Este documentário fez surgir o "Ah!". Desde ai não parei de ler sobre budismo. Continuo ainda hoje. Eu lia de vez em quando, mas nunca fui de ler muito, por vezes até me esforçava um bocadinho por ler. Agora sinto esta forte atracção por livros sobre budismo. Normalmente nem quero que o livro que estou a ler termine. Muitas vezes leio as mesmas coisas que estou farto de saber mas continuo a gostar de as ler...

A minha prática formal não tem sido regular. Por exemplo agora estou a fazer uma meditação de kundalini de quarenta dias. Não é muito budista. Mas mantenho a prática da atenção plena durante o dia. Às vezes distraio-me mas depois volto a notar as sensações, emoções e pensamentos a surgir, a surgir e a desaparecer.

Noto os meus erros. Olho para trás e vez erro após erro: arrogância espiritual, o estar convencido que sou aquilo que quero ser, as emoções negativas que já não encontro em mim porque não quero encontrar, etc. E os progressos: o conhecimento e a calma que progressivamente aumentam, não o conhecimento intelectual, mas aquele que vem de dentro. Aparentemente nada muda, mas a consciência das minhas virtudes e limitações é o que importa...

**INFORMAÇÃO FORNECIDA**
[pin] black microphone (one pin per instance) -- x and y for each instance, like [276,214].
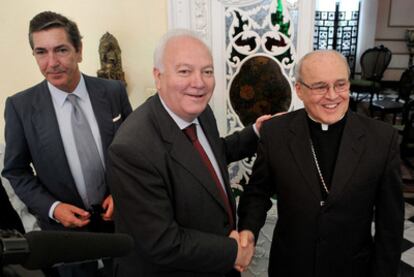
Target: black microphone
[41,249]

**TAREFAS**
a. Devolva, sem alterações, o trecho do texto sobre budismo que começa em "A minha prática" e segue até "o que importa...".
b. Prossiga o texto sobre budismo a partir do ponto em que termina.

**RESPOSTAS ESCRITAS**
a.
A minha prática formal não tem sido regular. Por exemplo agora estou a fazer uma meditação de kundalini de quarenta dias. Não é muito budista. Mas mantenho a prática da atenção plena durante o dia. Às vezes distraio-me mas depois volto a notar as sensações, emoções e pensamentos a surgir, a surgir e a desaparecer.

Noto os meus erros. Olho para trás e vez erro após erro: arrogância espiritual, o estar convencido que sou aquilo que quero ser, as emoções negativas que já não encontro em mim porque não quero encontrar, etc. E os progressos: o conhecimento e a calma que progressivamente aumentam, não o conhecimento intelectual, mas aquele que vem de dentro. Aparentemente nada muda, mas a consciência das minhas virtudes e limitações é o que importa...

b.
Aprendi como é importante ter a humildade de olhar para mim próprio como uma criança e reconhecer que não me conheço, que tenho muito a aprender, que a negatividade que vejo nos outros também existe em mim. Que posso ficar mais puro...

E também aprendi que posso sentir-me bem neste momento, a dedicar atenção a todas as pequenas coisas que faço, sem estar à espera de uma felicidade num futuro iluminado.

Descanso no equilíbrio entre o contentamento de fazer um bocadinho por mim e pelos outros e o descontentamento de não estar a fazer melhor...

Descanso na confiança de que se tudo mudar drasticamente, devo acabar por me habituar, assim como me adapto a cada mudança em cada instante...

Descanso no equilíbrio entre o sossego da vida que levo e o permitir que coisas novas entrem nesta vida...

Descanso no equilíbrio de saber que existe por um lado aquilo que posso controlar e por outro a adversidade que não se controla...

Descanso...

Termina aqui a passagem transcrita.